[Dataset entries]
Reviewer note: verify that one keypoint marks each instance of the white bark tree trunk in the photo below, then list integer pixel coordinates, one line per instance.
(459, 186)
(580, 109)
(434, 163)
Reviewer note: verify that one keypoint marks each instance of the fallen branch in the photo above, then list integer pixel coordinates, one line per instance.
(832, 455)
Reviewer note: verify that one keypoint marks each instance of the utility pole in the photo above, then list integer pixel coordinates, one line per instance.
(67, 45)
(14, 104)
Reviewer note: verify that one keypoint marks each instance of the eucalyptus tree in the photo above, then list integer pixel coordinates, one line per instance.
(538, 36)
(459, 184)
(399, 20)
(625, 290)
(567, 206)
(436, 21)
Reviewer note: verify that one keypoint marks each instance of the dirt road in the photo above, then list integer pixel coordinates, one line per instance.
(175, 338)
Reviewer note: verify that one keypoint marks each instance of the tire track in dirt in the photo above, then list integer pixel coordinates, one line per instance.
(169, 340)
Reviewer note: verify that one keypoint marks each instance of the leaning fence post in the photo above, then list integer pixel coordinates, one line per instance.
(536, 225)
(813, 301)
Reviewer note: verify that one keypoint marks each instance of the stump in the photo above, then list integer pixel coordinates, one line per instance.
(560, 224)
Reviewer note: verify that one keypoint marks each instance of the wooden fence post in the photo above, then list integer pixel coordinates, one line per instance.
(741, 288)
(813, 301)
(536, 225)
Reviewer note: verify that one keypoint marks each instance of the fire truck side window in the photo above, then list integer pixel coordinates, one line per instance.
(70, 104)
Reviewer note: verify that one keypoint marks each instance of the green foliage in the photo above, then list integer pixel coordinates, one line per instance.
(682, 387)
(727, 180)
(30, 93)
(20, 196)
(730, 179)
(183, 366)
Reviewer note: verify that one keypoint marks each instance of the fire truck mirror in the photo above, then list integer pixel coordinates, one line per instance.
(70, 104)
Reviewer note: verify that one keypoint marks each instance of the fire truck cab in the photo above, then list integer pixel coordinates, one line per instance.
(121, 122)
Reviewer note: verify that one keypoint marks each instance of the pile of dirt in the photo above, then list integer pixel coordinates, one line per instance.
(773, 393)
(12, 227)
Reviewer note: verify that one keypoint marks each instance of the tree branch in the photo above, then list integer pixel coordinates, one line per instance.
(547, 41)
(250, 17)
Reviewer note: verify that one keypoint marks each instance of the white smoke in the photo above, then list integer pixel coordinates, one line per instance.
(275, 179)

__Exercise__
Give back the records above, character for character.

__Response area__
Reviewer note: verify that one keypoint marks each instance of the white bark tree trunk in the photo below, then list integer pixel coordinates, one line per instance.
(459, 186)
(580, 109)
(434, 163)
Reviewer note: verify that one keypoint marks each instance of the fallen branch in the photo above, then list integer pixel coordinates, one line per instance.
(832, 455)
Reviewer note: verify that one keypoint marks each instance of the utility pole in the photo above, then list integer pixel coordinates, one line per instance.
(67, 45)
(14, 104)
Reviewer note: verify that one keypoint marks each instance of the eucalyptus tree in the photo above, then list integer pixel coordinates, one line per instance.
(538, 36)
(459, 184)
(399, 20)
(625, 290)
(567, 206)
(436, 21)
Reviewer note: verify that one keypoint marks each instance of the dirt road in the photo above, then list integer pixel coordinates, one line per instance.
(175, 338)
Reviewer note: verify that one keypoint marks each instance of the tire track in dirt in the photo above, then list integer pixel coordinates, one line per instance.
(169, 340)
Reviewer note: verify that one keypoint marks each instance of the leaning fence post in the photo above, then list integer pixel coordinates, one line per instance.
(536, 225)
(813, 301)
Reviewer note: verify that one keypoint marks each instance of the stump in the photo above, then list integer pixel coordinates, one line per instance.
(560, 224)
Reviewer note: verify that one keypoint marks each instance of the wooden fence post in the photo above, then list integer pixel coordinates, one line per instance.
(741, 288)
(813, 301)
(536, 225)
Reviewer note: verify that one keypoint marks each instance of the fire truck side window in the photo above, then list integer pixel coordinates, one line per instance.
(70, 104)
Reviewer note: verify that one keypoint marks each instance of the green foliage in the photo above, then list integer pixel coordinates, one line per instance.
(682, 387)
(727, 180)
(30, 93)
(20, 196)
(730, 179)
(183, 366)
Reviewer note: verify that one keypoint marks each instance of the fire truck mirror in the photo above, then list integer pixel coordinates, one line per instance.
(70, 104)
Reviewer note: verify that one keypoint marks each instance of the fire truck cab in the photo above, then list integer pixel coordinates, one line per instance.
(121, 122)
Reviewer note: verify that one keypoint marks each instance of the pile of dirt in the photo above, then list integer pixel coordinates, one line per instance.
(773, 393)
(12, 227)
Reviewer note: verify that one keypoint marks each instance of the tree branch in the photo above, then list integer pixel coordinates, one line per instance.
(547, 41)
(250, 17)
Reviewer note: verify that one keypoint marks each instance of the white smoke in the photo above, then list integer pixel coordinates, one line per instance.
(275, 179)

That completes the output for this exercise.